--- Start of DATASET ---
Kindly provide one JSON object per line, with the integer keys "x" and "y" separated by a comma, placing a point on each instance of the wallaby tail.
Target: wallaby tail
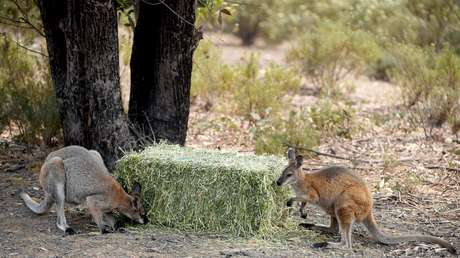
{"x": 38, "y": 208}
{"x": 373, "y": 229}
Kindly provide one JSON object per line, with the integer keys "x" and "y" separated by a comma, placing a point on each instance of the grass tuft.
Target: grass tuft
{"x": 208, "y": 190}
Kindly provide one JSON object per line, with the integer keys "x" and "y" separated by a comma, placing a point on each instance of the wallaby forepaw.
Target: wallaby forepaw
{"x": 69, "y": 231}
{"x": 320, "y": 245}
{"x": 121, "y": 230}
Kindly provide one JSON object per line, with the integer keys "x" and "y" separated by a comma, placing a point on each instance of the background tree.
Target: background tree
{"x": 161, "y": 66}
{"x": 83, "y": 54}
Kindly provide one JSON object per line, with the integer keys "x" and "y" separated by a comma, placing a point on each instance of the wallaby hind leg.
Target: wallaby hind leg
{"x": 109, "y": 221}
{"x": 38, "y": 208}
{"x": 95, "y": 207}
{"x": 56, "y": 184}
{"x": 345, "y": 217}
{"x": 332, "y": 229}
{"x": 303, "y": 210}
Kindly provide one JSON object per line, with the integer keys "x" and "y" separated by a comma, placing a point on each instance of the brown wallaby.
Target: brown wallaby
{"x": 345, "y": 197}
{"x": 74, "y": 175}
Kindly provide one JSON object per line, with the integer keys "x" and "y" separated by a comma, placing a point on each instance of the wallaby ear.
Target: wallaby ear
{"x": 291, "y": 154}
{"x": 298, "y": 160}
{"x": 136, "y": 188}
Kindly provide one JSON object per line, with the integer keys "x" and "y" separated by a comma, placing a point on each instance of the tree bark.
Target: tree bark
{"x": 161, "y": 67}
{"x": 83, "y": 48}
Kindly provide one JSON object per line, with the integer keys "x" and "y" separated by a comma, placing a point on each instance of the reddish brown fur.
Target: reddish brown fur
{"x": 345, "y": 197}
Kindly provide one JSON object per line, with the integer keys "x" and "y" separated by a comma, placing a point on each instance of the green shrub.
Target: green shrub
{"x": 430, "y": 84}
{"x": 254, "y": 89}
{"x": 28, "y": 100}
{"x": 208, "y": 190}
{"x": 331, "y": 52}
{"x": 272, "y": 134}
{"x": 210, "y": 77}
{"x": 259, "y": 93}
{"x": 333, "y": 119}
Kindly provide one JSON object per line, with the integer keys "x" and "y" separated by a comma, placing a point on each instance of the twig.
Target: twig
--- End of DATASET ---
--- Start of DATASET ---
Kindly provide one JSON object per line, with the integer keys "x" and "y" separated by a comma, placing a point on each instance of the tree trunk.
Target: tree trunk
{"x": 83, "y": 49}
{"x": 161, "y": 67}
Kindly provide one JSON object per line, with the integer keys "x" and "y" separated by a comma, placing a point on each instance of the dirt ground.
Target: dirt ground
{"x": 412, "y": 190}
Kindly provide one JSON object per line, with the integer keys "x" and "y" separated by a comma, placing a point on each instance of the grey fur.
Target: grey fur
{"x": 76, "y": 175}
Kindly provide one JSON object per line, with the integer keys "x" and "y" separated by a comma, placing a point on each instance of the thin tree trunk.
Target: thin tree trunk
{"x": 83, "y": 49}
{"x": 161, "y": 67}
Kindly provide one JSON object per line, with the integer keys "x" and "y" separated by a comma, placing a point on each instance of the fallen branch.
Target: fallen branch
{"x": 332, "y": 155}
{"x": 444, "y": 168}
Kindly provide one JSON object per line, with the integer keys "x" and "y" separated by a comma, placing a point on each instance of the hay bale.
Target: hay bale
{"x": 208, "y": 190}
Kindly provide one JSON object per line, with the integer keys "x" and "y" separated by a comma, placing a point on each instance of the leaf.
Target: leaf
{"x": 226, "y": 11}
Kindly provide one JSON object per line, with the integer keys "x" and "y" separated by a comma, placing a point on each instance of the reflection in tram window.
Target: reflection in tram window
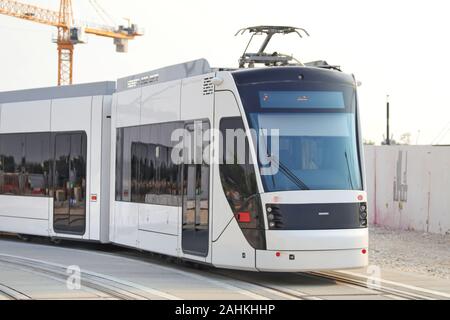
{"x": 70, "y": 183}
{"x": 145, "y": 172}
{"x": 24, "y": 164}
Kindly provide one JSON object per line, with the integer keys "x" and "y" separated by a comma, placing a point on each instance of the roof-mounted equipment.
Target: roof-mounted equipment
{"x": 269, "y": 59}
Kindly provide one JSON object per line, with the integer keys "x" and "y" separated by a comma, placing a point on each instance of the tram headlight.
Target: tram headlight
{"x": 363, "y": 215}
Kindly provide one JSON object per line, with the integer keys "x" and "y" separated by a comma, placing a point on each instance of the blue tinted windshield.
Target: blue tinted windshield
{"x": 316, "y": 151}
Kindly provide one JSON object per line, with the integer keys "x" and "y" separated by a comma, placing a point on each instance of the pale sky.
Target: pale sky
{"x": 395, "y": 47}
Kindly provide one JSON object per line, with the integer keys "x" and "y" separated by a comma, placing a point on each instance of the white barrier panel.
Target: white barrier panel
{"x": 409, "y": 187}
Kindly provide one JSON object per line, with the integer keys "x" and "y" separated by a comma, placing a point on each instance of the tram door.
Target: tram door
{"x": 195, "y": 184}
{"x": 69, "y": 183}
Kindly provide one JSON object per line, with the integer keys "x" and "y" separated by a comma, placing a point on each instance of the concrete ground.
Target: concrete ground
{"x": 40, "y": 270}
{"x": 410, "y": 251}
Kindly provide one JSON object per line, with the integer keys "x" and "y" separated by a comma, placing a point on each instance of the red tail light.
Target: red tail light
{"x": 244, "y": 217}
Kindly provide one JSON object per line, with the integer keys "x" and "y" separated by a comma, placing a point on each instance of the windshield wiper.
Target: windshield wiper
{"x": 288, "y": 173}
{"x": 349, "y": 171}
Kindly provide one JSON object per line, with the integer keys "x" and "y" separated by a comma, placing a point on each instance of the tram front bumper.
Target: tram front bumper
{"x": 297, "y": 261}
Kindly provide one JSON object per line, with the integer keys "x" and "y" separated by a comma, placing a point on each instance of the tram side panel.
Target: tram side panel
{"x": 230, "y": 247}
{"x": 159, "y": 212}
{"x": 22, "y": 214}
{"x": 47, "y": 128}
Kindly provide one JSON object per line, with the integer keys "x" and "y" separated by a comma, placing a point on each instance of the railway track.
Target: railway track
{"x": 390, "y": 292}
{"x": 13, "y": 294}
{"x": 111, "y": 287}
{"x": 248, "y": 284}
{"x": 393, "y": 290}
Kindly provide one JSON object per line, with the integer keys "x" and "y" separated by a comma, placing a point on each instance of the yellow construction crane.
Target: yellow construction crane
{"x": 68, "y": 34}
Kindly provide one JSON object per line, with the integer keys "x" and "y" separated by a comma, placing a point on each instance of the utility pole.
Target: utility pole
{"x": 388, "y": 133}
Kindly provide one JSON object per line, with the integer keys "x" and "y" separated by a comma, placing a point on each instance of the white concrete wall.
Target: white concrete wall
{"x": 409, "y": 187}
--- End of DATASET ---
--- Start of DATASET ---
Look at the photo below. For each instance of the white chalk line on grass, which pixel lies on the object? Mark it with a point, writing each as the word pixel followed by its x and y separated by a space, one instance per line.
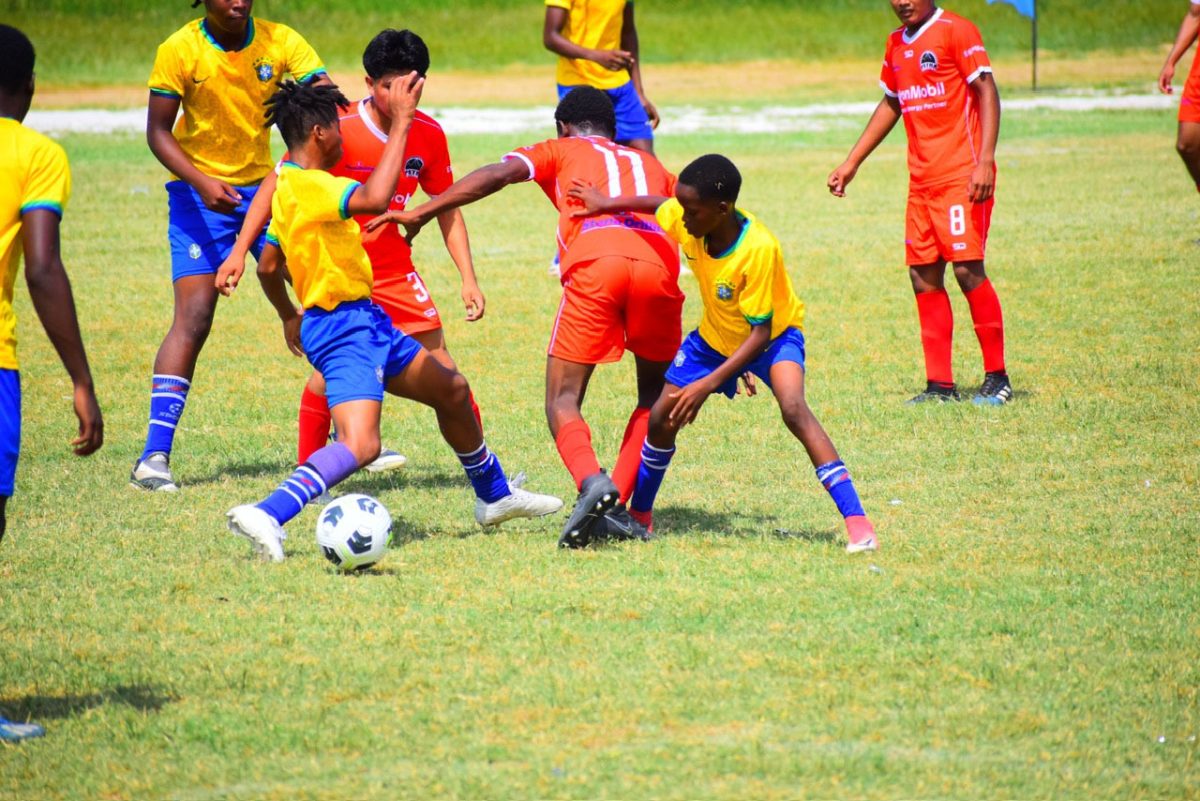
--- End of DATASET ---
*EXERCISE TASK*. Identify and copy every line in the items above that contains the string "trunk". Case counts.

*RESPONSE TO THE TASK*.
Kindly provide one JSON object per line, with the integer keys "x" and "y" separated by a comma, placing a point on each instance of the tree trunk.
Target: tree trunk
Kindly provide one JSON object per line, with the integer keys "x" and "y" separated by a comma, placing a point on each instance of the thin tree trunk.
Target: thin tree trunk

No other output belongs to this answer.